──────── Records for processing ────────

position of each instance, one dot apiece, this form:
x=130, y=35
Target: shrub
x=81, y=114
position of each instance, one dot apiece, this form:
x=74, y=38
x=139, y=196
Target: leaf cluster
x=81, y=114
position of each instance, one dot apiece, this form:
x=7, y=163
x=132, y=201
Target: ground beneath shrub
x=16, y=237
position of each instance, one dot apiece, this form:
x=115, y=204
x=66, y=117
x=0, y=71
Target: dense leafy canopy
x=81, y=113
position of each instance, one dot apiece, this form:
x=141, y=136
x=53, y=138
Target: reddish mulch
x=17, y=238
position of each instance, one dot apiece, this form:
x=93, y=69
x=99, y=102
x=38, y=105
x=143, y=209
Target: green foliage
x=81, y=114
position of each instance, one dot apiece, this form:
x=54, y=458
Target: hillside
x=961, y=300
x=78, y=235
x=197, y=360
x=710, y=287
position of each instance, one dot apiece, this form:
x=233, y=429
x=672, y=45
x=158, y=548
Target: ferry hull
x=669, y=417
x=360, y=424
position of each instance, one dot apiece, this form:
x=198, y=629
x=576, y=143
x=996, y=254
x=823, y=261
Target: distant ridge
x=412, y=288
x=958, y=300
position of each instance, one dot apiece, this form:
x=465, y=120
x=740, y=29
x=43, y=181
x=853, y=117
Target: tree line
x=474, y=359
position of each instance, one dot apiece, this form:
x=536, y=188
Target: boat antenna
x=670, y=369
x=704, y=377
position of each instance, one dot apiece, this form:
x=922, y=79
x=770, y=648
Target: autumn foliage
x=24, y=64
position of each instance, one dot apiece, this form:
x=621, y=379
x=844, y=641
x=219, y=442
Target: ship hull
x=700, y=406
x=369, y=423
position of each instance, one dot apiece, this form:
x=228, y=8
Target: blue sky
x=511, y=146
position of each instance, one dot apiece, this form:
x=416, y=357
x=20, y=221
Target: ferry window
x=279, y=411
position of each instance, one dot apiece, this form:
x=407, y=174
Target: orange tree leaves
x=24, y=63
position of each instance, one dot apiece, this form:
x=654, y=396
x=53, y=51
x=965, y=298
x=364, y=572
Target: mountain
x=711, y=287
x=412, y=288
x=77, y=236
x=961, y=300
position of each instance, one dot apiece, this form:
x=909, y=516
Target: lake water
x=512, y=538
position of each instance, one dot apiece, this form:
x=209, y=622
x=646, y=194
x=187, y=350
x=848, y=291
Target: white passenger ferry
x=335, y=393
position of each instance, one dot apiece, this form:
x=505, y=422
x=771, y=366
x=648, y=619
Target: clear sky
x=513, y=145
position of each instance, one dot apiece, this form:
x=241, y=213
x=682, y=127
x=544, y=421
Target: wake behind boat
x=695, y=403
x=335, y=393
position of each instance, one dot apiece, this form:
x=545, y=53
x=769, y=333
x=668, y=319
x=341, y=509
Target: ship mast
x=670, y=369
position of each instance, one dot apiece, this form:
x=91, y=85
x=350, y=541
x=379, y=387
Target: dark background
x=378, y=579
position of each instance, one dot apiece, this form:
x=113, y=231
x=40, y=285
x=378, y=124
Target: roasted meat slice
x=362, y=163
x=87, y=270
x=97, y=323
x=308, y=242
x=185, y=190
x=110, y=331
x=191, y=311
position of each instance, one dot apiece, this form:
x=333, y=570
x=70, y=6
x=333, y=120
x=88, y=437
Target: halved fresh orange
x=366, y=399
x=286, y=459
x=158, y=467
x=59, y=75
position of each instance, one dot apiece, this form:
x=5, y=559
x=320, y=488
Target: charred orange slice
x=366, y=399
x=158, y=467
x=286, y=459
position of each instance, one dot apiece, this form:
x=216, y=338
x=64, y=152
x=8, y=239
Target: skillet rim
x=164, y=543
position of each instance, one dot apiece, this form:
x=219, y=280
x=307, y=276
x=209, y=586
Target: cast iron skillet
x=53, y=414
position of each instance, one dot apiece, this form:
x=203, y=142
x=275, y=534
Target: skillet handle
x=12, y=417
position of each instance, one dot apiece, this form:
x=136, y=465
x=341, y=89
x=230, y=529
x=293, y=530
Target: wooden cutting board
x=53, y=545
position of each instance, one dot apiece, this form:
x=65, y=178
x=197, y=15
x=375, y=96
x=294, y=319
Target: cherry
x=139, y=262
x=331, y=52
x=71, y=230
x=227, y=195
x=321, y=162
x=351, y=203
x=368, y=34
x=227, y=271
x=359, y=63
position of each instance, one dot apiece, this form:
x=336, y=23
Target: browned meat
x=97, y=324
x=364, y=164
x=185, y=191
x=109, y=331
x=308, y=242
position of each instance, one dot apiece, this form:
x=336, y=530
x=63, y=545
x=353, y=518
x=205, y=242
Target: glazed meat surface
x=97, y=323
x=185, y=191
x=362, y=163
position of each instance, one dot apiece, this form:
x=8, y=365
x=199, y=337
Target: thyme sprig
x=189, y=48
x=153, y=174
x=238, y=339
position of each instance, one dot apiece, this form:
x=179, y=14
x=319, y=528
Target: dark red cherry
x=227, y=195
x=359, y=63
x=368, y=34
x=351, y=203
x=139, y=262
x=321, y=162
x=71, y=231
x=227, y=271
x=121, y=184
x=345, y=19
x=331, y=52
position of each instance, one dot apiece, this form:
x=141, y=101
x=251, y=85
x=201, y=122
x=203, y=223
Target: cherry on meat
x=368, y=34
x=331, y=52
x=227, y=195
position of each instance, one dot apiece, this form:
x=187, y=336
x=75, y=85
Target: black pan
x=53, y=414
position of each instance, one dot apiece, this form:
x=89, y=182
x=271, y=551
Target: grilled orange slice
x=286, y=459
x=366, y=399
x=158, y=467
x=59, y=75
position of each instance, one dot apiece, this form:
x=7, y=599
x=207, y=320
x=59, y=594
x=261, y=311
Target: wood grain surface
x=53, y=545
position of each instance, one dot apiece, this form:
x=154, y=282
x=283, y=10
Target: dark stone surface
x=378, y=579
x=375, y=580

────────

Objective: How many lines in the material above contain the word "boat"? Reply with only the number.

Task answer: 2